(Items from a data source)
————
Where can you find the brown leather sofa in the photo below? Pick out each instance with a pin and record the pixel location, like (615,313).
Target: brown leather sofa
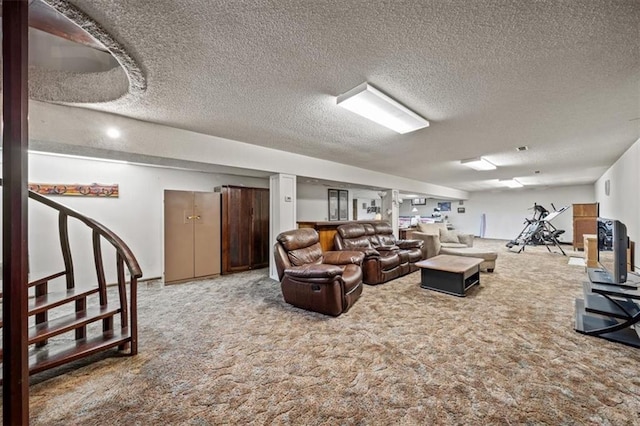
(385,257)
(328,283)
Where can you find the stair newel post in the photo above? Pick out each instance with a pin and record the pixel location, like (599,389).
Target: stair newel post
(63,229)
(107,323)
(15,143)
(122,291)
(41,290)
(80,304)
(133,297)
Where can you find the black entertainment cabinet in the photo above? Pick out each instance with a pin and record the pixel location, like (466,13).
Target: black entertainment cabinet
(609,311)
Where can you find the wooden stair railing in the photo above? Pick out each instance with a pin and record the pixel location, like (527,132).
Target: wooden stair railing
(87,341)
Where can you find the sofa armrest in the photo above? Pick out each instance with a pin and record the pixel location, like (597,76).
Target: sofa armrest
(387,250)
(344,257)
(431,244)
(408,244)
(466,239)
(314,270)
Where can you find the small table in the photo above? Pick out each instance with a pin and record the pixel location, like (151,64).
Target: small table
(450,274)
————
Copy the entries above faithfully and omit every image.

- **Solution for this exercise**:
Where can you find the brown leather sofa in the photo below? Pick out each instance with a pin and record the pixel location, like (615,313).
Target: brown leather sofa
(385,257)
(328,283)
Where can you find the stair newel post in the photo above? Pick out each instance with a pin and record the pixel location, like (599,389).
Target: stair newel post
(63,229)
(107,323)
(15,143)
(122,291)
(41,290)
(80,304)
(133,297)
Where can you find the black entertainment cabinet in the photo above? Pick out each instance with a pin and record the pixel location, like (466,13).
Target: black entertainment cabinet
(609,311)
Where can you find the wooden stair railing in the photo above? Pick out each instance with a pin and record the pixel location, like (527,132).
Target: wooden stair railing
(87,341)
Where can you find the sofa armrest in the photo above? Pick out each instance with a pin and record the pixel location, like (597,76).
Target: sofa armrest
(387,250)
(344,257)
(431,244)
(408,244)
(466,239)
(314,270)
Where can you find the small table in the photo above? Pick out each instance with a pin and record the pixel location, like (151,64).
Target: small table
(450,274)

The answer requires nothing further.